- _Work instructions_
Recast everything from the start of the records down through the line containing "x=188 y=250" as a two-column CSV with the headers text and answer. Give one row per record, with its text and its answer each in a single quoted field and line breaks turned into spaces.

- _Given entries_
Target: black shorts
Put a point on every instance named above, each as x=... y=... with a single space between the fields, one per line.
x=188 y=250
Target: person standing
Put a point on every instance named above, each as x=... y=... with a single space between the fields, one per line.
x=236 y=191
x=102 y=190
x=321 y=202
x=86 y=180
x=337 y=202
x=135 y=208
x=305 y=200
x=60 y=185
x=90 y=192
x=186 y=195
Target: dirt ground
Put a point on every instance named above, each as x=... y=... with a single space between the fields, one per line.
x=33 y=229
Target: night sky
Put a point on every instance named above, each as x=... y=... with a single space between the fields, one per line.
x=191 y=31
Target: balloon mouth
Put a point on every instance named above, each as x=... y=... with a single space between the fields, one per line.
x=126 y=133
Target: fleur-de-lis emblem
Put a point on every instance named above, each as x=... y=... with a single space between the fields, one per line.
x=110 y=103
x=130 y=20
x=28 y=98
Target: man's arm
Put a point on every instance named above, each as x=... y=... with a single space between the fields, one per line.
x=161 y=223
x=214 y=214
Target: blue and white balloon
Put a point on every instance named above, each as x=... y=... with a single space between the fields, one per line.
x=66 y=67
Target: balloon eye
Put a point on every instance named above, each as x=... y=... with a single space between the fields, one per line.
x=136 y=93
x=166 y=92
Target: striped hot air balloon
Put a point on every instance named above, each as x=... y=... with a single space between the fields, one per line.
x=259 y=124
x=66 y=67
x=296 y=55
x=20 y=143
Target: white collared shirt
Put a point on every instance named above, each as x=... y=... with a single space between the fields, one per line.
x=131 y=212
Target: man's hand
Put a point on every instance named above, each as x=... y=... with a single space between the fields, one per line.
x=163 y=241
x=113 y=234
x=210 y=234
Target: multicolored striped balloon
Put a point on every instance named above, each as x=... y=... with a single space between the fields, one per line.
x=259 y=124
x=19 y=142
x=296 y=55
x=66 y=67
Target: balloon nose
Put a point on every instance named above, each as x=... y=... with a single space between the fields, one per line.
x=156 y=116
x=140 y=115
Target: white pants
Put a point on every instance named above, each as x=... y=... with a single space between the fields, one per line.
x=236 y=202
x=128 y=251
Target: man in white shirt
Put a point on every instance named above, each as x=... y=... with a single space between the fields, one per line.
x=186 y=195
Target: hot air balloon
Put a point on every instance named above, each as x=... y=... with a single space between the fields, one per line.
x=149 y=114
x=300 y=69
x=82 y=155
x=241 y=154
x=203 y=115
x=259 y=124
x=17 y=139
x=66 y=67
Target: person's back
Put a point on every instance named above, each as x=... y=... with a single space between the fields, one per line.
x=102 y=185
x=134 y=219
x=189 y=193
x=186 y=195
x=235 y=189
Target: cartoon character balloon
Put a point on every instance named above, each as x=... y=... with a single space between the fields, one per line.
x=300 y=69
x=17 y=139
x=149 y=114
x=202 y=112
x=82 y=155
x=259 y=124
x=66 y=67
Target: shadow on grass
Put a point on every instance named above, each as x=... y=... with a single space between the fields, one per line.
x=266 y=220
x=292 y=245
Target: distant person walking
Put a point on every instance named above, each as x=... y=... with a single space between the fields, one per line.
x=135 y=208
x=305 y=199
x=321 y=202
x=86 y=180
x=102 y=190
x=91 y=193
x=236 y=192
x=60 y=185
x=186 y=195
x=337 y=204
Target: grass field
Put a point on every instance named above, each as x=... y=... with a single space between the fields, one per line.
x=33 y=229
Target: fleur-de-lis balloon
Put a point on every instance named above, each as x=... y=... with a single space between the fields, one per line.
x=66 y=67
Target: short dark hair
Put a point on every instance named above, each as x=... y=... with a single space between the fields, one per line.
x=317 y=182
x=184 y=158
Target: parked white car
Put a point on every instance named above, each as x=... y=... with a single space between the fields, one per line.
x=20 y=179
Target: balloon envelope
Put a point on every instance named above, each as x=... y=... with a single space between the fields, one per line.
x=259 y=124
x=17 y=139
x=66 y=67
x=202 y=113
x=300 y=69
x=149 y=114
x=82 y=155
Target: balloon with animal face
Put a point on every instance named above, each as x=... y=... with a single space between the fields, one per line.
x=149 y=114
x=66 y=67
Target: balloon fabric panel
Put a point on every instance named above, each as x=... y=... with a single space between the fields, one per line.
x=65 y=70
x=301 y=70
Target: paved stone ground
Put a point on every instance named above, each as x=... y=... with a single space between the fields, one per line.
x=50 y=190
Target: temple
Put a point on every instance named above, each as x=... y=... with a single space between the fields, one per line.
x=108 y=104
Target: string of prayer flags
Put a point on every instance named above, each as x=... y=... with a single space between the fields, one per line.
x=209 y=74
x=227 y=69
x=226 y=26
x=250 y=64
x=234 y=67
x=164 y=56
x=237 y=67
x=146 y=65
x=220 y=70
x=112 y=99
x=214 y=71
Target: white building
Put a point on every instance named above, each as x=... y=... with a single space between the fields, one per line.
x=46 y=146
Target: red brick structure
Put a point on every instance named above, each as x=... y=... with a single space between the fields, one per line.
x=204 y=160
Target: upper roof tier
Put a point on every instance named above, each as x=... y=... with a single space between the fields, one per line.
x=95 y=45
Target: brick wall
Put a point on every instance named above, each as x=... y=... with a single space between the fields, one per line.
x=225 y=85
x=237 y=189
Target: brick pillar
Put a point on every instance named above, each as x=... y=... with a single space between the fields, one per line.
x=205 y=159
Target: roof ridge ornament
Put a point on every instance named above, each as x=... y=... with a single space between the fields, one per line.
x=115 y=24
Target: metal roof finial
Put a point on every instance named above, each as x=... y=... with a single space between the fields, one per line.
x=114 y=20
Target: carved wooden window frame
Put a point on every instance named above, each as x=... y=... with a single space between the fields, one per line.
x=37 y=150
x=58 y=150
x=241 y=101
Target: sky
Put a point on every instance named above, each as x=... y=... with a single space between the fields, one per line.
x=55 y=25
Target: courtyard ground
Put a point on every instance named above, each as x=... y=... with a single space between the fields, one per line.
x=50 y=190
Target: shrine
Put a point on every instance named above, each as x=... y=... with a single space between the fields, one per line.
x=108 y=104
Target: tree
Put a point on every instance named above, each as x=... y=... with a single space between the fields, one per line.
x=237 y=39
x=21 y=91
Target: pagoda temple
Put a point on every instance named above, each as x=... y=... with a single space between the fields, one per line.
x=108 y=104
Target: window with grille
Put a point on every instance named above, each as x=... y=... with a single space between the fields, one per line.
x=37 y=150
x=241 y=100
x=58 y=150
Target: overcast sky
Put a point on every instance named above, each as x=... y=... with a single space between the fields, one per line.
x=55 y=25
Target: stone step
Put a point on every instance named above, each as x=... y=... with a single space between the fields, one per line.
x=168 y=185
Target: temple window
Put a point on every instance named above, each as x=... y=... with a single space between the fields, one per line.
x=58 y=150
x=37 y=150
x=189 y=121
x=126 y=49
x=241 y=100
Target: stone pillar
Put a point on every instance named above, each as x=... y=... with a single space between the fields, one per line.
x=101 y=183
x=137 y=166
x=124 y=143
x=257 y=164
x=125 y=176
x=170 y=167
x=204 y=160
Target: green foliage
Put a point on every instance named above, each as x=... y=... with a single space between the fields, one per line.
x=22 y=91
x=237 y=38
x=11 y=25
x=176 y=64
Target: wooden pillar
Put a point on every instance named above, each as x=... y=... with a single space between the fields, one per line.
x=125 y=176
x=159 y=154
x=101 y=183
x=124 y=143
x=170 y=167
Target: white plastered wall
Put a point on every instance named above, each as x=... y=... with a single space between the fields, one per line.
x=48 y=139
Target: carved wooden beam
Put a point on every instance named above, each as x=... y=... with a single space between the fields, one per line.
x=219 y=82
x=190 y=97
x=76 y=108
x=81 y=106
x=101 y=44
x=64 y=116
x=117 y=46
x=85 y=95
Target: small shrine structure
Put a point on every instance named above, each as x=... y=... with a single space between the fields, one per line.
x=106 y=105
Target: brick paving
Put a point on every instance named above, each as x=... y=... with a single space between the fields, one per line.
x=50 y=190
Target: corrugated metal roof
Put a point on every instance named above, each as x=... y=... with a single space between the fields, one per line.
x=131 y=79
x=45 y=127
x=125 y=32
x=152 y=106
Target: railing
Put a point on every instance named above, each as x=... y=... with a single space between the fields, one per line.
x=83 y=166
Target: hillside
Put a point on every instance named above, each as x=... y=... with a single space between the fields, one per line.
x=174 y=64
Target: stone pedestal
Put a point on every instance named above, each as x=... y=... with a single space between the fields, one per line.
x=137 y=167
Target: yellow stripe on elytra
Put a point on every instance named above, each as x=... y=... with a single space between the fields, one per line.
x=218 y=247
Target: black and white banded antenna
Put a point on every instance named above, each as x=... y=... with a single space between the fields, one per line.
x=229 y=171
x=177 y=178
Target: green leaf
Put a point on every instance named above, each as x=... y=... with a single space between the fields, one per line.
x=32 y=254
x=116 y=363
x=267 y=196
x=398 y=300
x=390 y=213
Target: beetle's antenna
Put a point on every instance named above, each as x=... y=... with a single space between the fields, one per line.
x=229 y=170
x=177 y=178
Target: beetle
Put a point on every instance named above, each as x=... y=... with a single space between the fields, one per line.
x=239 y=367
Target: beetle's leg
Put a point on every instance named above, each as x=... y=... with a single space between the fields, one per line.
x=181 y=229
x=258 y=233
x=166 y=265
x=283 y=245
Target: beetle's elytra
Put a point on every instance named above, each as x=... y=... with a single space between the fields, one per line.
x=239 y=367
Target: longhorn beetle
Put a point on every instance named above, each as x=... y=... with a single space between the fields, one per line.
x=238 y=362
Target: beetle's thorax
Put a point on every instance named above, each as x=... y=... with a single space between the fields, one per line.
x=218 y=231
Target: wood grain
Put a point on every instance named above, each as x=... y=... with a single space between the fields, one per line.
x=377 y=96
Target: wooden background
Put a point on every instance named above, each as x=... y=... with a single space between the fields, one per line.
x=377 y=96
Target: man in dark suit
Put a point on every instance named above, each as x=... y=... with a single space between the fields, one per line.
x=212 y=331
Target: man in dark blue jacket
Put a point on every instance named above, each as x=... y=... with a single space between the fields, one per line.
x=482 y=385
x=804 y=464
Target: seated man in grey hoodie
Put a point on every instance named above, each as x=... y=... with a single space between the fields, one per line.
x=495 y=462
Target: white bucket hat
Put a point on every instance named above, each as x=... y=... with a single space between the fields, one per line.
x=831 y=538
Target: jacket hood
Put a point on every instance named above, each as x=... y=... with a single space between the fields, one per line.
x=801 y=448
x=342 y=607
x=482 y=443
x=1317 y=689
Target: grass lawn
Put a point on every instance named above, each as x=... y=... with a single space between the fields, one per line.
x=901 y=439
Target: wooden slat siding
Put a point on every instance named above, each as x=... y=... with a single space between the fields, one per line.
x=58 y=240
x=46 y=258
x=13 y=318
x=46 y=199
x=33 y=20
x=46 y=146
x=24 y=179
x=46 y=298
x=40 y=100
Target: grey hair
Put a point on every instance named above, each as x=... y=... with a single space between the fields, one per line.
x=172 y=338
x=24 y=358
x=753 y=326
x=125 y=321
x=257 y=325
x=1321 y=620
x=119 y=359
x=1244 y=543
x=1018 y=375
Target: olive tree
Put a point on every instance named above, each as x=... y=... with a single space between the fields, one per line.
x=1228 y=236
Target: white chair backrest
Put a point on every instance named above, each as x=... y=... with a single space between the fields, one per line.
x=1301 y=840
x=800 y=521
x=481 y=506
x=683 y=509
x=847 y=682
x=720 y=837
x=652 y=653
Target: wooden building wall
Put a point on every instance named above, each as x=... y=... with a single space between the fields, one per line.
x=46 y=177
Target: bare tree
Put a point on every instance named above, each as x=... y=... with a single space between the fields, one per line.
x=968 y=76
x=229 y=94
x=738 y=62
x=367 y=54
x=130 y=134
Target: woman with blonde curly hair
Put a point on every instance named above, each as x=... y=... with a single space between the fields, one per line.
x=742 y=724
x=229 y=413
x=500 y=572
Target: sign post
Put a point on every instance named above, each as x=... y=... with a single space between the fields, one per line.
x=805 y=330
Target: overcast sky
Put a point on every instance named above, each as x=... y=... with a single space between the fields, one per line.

- _Final result_
text,answer
"Target: black shorts Put a point on every instance named above, each as x=... y=... with a single space between the fields, one per line.","x=188 y=250"